**Consigne 1**
D'après le passage sur Les Mystères de Paris, à quelle date la publication du feuilleton a-t-elle pris fin ?

**Passage extrait**
========================================================================
Publié dans le magazine Books n° 74, mars 2016. Par Peter Brooks.
Vingt ans avant Hugo et ses Misérables, Eugène Sue fait entrer le peuple en littérature. Publiés en feuilleton, Les Mystères de Paris sont déclamés à voix haute dans les cafés et dans les ateliers. Pour les lire, les diplomates arrivent en retard aux réunions. Ils permettent la naissance de la presse à grand tirage et inventent une forme de roman collaboratif bien avant Internet.
Le 19 juin 1842, les abonnés au placide
Journal des débats découvrent la première livraison du feuilleton
Les Mystères de Paris, d’Eugène Sue, en « rez-de-chaussée » (le bas de la page) de la une du quotidien. L’histoire se déploiera au fil des mois en 150 épisodes palpitants, pour ne se clore que le 15 octobre 1843. Il s’agira clairement du best-seller le plus phénoménal du XIXe siècle en France, et peut-être même du plus grand best-seller de tous les temps.
========================================================================
**Enregistrements sources**
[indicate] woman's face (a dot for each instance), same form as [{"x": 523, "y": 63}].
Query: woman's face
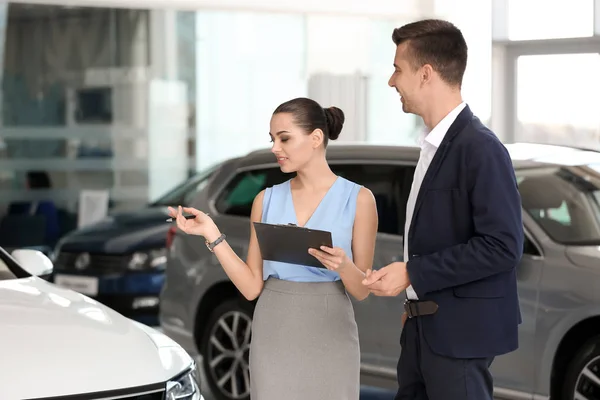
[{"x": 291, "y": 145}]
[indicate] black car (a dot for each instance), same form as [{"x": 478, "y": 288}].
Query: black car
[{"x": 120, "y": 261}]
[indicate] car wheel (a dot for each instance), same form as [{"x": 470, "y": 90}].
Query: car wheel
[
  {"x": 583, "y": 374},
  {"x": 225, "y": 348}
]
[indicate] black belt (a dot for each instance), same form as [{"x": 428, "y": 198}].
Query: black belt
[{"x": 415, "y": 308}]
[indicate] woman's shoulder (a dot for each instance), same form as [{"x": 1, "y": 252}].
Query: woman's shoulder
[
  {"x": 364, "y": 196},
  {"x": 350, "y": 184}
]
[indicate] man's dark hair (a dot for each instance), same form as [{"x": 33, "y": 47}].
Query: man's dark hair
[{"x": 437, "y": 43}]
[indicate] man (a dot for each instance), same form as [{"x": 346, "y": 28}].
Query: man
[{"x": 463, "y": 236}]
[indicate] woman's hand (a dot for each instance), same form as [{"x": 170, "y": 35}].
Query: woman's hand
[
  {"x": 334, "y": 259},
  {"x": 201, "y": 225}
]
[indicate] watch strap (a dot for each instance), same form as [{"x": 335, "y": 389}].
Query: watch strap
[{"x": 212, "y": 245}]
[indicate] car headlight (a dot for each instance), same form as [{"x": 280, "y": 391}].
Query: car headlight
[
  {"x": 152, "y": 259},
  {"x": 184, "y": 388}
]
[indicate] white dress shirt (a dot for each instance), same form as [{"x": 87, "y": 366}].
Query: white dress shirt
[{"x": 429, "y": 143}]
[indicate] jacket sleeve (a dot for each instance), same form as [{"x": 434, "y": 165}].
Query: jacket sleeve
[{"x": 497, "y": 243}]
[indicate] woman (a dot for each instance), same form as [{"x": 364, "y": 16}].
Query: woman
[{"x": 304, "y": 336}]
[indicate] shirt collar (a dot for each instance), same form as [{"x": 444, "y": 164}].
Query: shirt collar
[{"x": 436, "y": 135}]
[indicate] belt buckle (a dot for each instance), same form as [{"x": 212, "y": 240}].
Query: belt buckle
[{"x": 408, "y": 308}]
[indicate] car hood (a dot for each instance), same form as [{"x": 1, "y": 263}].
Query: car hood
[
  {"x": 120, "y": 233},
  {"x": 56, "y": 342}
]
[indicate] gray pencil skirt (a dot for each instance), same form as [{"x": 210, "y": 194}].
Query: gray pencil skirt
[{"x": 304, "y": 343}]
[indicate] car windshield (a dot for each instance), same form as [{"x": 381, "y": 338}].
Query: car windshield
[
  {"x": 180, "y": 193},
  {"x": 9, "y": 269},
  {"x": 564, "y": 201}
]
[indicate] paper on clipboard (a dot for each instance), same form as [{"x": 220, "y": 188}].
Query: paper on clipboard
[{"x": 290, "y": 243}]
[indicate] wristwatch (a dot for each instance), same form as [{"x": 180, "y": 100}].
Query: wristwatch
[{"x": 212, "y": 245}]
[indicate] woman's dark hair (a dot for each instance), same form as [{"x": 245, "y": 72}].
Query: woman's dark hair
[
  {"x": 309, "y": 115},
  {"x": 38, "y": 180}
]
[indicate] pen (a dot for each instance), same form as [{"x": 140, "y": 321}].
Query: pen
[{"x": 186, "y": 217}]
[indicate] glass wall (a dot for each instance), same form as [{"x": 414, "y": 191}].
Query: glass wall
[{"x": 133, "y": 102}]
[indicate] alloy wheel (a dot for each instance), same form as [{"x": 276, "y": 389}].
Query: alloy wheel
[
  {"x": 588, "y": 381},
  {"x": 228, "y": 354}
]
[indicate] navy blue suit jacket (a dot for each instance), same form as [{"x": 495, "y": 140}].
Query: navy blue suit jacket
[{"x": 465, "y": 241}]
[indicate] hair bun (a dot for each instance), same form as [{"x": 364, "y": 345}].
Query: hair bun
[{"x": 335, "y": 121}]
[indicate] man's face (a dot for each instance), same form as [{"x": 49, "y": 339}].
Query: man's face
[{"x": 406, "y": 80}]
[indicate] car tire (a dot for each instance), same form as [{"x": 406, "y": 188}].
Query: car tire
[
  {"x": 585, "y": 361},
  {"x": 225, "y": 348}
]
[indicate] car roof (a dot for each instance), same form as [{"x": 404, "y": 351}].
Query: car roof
========================================================================
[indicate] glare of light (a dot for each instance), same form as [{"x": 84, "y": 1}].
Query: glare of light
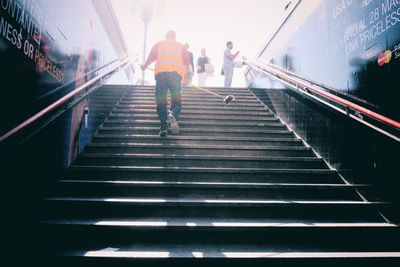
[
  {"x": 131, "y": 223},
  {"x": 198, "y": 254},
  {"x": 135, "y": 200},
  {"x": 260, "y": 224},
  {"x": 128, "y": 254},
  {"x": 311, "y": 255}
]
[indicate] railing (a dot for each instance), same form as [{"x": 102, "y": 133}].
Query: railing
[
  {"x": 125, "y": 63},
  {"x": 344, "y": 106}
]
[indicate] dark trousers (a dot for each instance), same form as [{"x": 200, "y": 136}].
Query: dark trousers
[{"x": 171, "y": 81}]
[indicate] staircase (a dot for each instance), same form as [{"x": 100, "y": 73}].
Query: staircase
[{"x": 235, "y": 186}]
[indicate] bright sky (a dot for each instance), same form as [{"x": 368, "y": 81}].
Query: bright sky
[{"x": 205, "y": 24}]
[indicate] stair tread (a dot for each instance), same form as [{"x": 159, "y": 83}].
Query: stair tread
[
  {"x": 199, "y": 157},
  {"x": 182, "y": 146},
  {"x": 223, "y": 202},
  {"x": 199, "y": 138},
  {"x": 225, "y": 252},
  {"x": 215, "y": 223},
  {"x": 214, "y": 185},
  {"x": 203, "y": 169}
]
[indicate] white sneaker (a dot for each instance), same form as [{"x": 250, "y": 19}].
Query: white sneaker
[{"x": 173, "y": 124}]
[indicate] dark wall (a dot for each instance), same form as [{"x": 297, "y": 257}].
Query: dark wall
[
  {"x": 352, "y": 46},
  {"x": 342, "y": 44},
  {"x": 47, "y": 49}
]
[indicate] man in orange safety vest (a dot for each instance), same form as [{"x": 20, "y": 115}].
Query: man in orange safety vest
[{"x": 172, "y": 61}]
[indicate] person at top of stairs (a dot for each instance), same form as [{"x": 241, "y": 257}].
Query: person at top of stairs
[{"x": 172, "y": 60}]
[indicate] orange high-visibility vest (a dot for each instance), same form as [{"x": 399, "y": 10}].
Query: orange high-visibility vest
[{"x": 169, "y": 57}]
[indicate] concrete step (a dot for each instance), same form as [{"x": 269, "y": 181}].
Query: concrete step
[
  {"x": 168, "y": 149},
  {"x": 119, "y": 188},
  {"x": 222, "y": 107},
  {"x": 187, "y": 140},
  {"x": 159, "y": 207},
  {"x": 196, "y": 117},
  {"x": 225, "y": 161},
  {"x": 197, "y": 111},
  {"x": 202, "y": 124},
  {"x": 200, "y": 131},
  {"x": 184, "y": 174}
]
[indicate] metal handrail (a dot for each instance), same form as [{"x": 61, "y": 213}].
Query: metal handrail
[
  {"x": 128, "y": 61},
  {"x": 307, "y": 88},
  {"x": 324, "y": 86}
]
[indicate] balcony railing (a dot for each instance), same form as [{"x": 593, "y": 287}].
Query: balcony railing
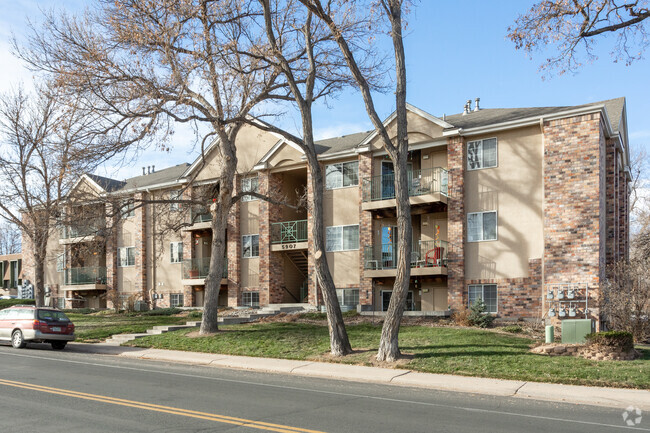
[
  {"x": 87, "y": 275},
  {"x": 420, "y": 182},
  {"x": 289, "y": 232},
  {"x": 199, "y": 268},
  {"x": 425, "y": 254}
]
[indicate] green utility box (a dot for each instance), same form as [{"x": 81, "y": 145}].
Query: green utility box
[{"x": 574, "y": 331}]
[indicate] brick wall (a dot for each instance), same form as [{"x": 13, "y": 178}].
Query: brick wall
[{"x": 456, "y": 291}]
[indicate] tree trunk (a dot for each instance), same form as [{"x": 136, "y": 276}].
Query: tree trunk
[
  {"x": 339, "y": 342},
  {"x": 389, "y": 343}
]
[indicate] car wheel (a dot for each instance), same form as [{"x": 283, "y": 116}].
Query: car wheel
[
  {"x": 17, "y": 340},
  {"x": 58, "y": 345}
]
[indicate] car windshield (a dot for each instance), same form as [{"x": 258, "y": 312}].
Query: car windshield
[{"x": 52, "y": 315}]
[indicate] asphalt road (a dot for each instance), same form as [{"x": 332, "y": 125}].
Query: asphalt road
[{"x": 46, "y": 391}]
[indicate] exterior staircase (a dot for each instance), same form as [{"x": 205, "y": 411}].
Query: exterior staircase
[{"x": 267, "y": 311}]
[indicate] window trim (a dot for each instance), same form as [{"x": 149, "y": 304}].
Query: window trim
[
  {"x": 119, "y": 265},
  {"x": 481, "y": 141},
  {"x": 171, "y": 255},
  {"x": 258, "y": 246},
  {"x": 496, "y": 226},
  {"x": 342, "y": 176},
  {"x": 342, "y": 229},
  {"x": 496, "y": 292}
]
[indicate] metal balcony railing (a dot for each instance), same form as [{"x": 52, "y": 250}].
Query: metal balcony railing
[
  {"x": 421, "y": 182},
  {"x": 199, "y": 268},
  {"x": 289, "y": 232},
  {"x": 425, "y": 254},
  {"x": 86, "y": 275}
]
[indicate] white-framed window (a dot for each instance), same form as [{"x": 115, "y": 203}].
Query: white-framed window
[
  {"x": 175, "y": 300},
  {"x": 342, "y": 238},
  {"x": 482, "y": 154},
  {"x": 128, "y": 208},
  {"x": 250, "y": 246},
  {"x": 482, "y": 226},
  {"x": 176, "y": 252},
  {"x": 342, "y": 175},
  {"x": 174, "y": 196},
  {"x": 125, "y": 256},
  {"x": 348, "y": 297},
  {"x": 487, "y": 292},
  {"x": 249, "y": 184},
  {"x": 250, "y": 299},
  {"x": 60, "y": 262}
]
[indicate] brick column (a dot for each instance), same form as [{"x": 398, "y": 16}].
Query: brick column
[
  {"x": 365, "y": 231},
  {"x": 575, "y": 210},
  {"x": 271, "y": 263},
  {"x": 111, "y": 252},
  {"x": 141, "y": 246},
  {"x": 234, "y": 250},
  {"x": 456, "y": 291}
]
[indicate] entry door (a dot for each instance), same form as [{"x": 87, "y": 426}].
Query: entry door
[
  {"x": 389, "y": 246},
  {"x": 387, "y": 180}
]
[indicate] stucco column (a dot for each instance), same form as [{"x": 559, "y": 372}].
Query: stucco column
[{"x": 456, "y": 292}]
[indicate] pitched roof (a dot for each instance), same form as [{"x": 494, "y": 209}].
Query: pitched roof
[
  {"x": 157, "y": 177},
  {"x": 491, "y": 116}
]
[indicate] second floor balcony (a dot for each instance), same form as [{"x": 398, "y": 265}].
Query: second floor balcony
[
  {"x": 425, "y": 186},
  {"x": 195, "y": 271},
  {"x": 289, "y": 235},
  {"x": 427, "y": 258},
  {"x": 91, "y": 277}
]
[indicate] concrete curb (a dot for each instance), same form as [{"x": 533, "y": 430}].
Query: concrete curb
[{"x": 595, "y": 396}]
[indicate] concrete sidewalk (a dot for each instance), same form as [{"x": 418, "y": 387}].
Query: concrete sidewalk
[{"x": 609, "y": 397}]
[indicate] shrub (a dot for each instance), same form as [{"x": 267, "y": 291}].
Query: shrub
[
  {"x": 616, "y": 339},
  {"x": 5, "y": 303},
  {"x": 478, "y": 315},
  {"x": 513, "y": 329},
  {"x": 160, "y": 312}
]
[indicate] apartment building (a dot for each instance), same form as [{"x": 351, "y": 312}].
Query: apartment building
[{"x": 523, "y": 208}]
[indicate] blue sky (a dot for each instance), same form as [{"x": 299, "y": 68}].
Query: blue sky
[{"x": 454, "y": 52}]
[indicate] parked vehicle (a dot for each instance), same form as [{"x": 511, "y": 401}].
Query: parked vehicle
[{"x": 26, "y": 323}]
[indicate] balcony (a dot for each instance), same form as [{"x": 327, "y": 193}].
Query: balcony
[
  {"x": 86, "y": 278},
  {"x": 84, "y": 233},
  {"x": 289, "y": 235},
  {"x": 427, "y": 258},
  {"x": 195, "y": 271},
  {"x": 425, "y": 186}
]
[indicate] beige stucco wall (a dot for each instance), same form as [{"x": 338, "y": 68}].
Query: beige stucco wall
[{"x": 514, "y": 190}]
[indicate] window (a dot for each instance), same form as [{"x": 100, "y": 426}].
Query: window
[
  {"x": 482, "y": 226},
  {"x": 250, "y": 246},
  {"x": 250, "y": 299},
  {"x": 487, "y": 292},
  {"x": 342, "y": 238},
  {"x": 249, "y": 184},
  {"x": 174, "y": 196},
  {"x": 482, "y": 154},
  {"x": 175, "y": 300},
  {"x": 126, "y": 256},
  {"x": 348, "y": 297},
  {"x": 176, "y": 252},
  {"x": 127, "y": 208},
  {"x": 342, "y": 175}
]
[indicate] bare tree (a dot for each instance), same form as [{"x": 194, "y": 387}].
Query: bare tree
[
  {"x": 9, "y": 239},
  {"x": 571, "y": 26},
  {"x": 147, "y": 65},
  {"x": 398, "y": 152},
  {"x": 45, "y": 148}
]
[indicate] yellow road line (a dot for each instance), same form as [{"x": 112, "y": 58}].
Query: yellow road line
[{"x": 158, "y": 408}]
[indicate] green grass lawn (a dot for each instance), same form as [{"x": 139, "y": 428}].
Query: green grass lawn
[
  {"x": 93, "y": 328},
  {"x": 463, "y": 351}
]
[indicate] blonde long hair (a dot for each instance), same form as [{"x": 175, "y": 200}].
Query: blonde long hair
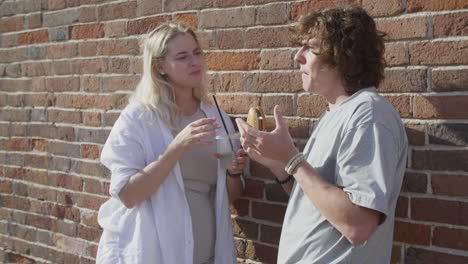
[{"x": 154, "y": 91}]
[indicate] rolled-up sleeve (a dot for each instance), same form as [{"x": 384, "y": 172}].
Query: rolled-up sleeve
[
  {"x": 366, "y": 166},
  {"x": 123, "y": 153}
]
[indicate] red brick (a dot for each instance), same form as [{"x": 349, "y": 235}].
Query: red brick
========================================================================
**Consigne 2**
Recopiez à l'identique le passage des enregistrements qui va de la ligne contenant « [indicate] balcony (a » jusqu'à la ligne contenant « Query: red brick », ces deux lignes comprises. N'incluez pas les images dans votre réponse.

**Corrigé 1**
Le 15 octobre 1843.

**Corrigé 2**
[indicate] balcony (a dot for each instance), same form as [{"x": 327, "y": 193}].
Query: balcony
[
  {"x": 86, "y": 278},
  {"x": 84, "y": 233},
  {"x": 289, "y": 235},
  {"x": 427, "y": 258},
  {"x": 195, "y": 271},
  {"x": 425, "y": 186}
]
[indicate] beige stucco wall (a dot for each instance), same form as [{"x": 338, "y": 68}].
Query: beige stucco wall
[{"x": 514, "y": 190}]
[indicate] window (a dot for each instance), same form as [{"x": 100, "y": 426}].
Query: window
[
  {"x": 482, "y": 226},
  {"x": 250, "y": 246},
  {"x": 250, "y": 299},
  {"x": 487, "y": 292},
  {"x": 342, "y": 238},
  {"x": 249, "y": 184},
  {"x": 174, "y": 196},
  {"x": 482, "y": 154},
  {"x": 175, "y": 300},
  {"x": 126, "y": 256},
  {"x": 348, "y": 297},
  {"x": 176, "y": 252},
  {"x": 127, "y": 208},
  {"x": 342, "y": 175}
]
[indicate] bare tree (a dot for each instance), same form as [{"x": 194, "y": 387}].
Query: bare tree
[
  {"x": 9, "y": 239},
  {"x": 571, "y": 26},
  {"x": 147, "y": 65},
  {"x": 398, "y": 152},
  {"x": 45, "y": 148}
]
[indicate] yellow road line (a dot for each instance), same form as [{"x": 112, "y": 58}].
Query: yellow road line
[{"x": 158, "y": 408}]
[indicate] green grass lawn (a dot for each instance), same form as [{"x": 139, "y": 428}].
Query: green grass lawn
[
  {"x": 93, "y": 328},
  {"x": 463, "y": 351}
]
[indicate] blonde long hair (a dot for each instance), same form as [{"x": 175, "y": 200}].
Query: blonde long hair
[{"x": 154, "y": 91}]
[indicate] rolled-up sleeve (a dot for each instance), same form as [{"x": 384, "y": 172}].
Query: rolled-up sleeve
[
  {"x": 366, "y": 166},
  {"x": 123, "y": 153}
]
[indicate] red brick (a dot for each instance), same form as [{"x": 349, "y": 235}].
Query: red brick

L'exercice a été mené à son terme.